*** AVAILABLE DATA ***
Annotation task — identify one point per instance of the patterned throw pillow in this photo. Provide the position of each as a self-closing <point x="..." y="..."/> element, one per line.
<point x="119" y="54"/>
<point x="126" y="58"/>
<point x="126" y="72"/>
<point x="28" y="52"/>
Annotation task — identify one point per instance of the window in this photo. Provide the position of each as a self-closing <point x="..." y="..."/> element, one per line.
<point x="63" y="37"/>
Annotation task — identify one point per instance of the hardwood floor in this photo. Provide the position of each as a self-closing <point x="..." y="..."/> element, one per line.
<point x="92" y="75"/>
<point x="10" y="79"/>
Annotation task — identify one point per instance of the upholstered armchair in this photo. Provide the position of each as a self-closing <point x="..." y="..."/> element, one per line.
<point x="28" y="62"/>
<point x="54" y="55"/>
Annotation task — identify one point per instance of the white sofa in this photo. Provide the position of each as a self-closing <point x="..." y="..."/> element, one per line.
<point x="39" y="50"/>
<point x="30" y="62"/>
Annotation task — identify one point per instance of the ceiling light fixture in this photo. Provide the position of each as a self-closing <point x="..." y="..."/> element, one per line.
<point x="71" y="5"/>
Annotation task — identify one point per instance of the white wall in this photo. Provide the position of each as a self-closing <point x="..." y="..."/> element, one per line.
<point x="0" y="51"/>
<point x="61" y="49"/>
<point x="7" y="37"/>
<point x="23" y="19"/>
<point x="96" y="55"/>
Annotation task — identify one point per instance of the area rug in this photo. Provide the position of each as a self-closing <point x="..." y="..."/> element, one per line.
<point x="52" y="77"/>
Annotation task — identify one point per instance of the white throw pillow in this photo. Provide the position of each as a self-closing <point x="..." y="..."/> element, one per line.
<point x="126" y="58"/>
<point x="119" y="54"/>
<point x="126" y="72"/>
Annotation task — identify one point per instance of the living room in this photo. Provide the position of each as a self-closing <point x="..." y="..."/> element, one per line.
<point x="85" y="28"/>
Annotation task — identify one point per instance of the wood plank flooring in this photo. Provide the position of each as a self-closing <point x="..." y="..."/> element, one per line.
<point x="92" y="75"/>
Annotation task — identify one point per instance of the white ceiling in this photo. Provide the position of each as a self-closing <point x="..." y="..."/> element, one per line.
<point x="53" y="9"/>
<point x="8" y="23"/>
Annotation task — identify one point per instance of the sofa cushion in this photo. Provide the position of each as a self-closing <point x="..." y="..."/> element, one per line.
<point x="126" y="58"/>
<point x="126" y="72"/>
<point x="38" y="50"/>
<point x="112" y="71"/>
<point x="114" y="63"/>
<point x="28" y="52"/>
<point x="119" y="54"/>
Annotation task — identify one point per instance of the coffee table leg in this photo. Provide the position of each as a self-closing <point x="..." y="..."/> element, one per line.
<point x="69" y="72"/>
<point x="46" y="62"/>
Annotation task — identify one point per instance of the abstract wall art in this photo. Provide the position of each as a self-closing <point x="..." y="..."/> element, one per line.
***
> [GIVEN INSTRUCTION]
Every line above should be printed again exactly as it stands.

> [ANSWER FOR THIS EXERCISE]
Annotation task — identify one point per instance of the patterned throw pillow in this photo. Provide the position of each as a self-closing <point x="..." y="..."/> element, one per line.
<point x="119" y="54"/>
<point x="126" y="58"/>
<point x="126" y="72"/>
<point x="28" y="52"/>
Annotation task — identify one point per instance of the window in this photo. Provide the position of each as a self-closing <point x="..." y="..."/> element, one per line.
<point x="63" y="37"/>
Annotation task — identify one point per instance of the hardwood floor in this photo. Provide the position of each as a self-closing <point x="..." y="..."/> element, one per line.
<point x="92" y="75"/>
<point x="10" y="79"/>
Annotation task — identify one point per instance of the upholstered armchair in this photo. Provide the position of each as a self-closing <point x="..." y="..."/> element, one per line.
<point x="28" y="62"/>
<point x="54" y="55"/>
Annotation task — identify one point per instance of the white sofa in this photo. Provide the position of each as a self-closing <point x="..." y="..."/> element, one per line.
<point x="39" y="50"/>
<point x="30" y="62"/>
Annotation task — identify one point per instance of the ceiling light fixture in this photo. Provide the position of each as a self-closing <point x="..." y="..."/> element, one per line.
<point x="71" y="5"/>
Annotation task — identify one point per instance of the white wall in this photo. Provide the position of each as a self-closing <point x="..." y="..."/> element, one per line.
<point x="0" y="51"/>
<point x="61" y="49"/>
<point x="7" y="37"/>
<point x="23" y="19"/>
<point x="96" y="55"/>
Annotation task — identify one point per instance of the area rug in this photo. Provide the position of each as a self-closing <point x="..." y="..."/> element, one per line.
<point x="52" y="77"/>
Annotation task — identify one point per instance of the white throw pillow in this photo. Provide the position of each as a self-closing <point x="..." y="..."/> element, one per line.
<point x="126" y="58"/>
<point x="119" y="54"/>
<point x="126" y="72"/>
Annotation task — identify one point per instance of the living room in this photo. Provide the position of each as a self-closing <point x="..." y="..."/> element, one per line.
<point x="85" y="28"/>
Annotation task — identify one point per instance of the wood plank flooring in this photo. Provide the position of each as a self-closing <point x="..." y="..."/> element, one per line.
<point x="92" y="75"/>
Annotation task — identify one point per instance of the white ceiling in this photo. Provide the position of each as a self-closing <point x="..." y="..."/> element, one per line.
<point x="53" y="9"/>
<point x="8" y="23"/>
Annotation task — identify one point per instance of the sofa cushion in this photo. Provide the position of each as a self-closing <point x="..." y="..."/> element, one per line.
<point x="126" y="58"/>
<point x="126" y="72"/>
<point x="38" y="50"/>
<point x="112" y="71"/>
<point x="114" y="63"/>
<point x="28" y="52"/>
<point x="119" y="54"/>
Annotation task — identify one point per instance of the coffee table leg in this photo. Provide the position of each as a self-closing <point x="..." y="..."/> element, one per line.
<point x="69" y="72"/>
<point x="46" y="62"/>
Annotation task — identify one point per instance of the abstract wall art in this photo. Provide the position of each as a self-closing <point x="..." y="..."/> element, one per line.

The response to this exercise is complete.